- ASSIGNMENT -
The full set of entries below is to be returned unchanged.

Excerpts from a dataset:
^^^^^^^^

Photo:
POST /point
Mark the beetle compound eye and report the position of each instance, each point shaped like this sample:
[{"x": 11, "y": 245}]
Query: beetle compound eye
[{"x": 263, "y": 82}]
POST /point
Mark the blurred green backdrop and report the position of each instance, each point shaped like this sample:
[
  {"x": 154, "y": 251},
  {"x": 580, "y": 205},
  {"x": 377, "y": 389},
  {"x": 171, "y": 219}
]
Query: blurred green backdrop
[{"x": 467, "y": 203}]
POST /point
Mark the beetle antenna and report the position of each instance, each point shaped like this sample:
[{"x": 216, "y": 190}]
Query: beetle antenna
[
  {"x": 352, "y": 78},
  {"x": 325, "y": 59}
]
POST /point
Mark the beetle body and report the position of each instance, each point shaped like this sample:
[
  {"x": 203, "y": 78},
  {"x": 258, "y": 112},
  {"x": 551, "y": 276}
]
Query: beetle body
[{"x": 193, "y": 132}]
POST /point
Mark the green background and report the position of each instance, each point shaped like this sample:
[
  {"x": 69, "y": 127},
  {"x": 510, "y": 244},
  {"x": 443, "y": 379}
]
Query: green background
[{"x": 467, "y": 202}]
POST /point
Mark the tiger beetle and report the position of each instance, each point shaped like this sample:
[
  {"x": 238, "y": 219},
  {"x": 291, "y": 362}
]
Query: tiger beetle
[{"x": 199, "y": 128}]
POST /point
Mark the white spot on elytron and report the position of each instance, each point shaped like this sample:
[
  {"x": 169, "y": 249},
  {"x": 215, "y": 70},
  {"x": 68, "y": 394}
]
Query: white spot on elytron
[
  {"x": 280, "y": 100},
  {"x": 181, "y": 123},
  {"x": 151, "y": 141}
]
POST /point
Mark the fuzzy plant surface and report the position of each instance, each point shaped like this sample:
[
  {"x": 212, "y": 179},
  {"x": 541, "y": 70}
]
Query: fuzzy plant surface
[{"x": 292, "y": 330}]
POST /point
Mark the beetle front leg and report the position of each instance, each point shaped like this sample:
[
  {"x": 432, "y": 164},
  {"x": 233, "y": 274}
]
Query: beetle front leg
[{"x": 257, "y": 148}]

^^^^^^^^

- ANSWER BOX -
Photo:
POST /point
Mark the beetle compound eye and report the position of each instance, each point shaped like this sample:
[{"x": 11, "y": 245}]
Query: beetle compound eye
[{"x": 263, "y": 82}]
POST /point
Mark the blurred green backdrop and report the position of each instance, each point shaped like this sample:
[
  {"x": 154, "y": 251},
  {"x": 580, "y": 205},
  {"x": 377, "y": 389},
  {"x": 171, "y": 219}
]
Query: blurred green backdrop
[{"x": 467, "y": 203}]
POST /point
Mark the beetle antenna and report the position of each instance, each point shaped like this sample:
[{"x": 216, "y": 190}]
Query: beetle antenna
[
  {"x": 352, "y": 78},
  {"x": 325, "y": 59}
]
POST /point
Mark the beetle body and report the position of each instance, each point shaped like this sample:
[
  {"x": 203, "y": 78},
  {"x": 258, "y": 112},
  {"x": 551, "y": 276}
]
Query: beetle body
[{"x": 193, "y": 132}]
POST /point
Mark the green background and report the position of each instance, each point shaped like this sample:
[
  {"x": 69, "y": 127},
  {"x": 510, "y": 244},
  {"x": 443, "y": 379}
]
Query: green background
[{"x": 467, "y": 202}]
POST /point
Mark the tiger beetle and report the position of each instance, each point shaped like this sample:
[
  {"x": 238, "y": 219},
  {"x": 291, "y": 362}
]
Query: tiger beetle
[{"x": 199, "y": 128}]
POST /point
Mark the white spot on elytron and report the position of each instance, each point shaped like this sample:
[
  {"x": 169, "y": 249},
  {"x": 215, "y": 70},
  {"x": 68, "y": 394}
]
Query: white spot on elytron
[
  {"x": 280, "y": 100},
  {"x": 181, "y": 123},
  {"x": 151, "y": 141}
]
POST /point
Mark the fuzzy plant surface and report the position of each instance, each point shaped like this sample:
[
  {"x": 212, "y": 179},
  {"x": 541, "y": 70}
]
Query: fuzzy plant surface
[{"x": 292, "y": 330}]
POST /point
Mark the beetle front leg and report the position of each instance, each point shaped like this sample:
[
  {"x": 432, "y": 164},
  {"x": 233, "y": 274}
]
Query: beetle front leg
[{"x": 257, "y": 148}]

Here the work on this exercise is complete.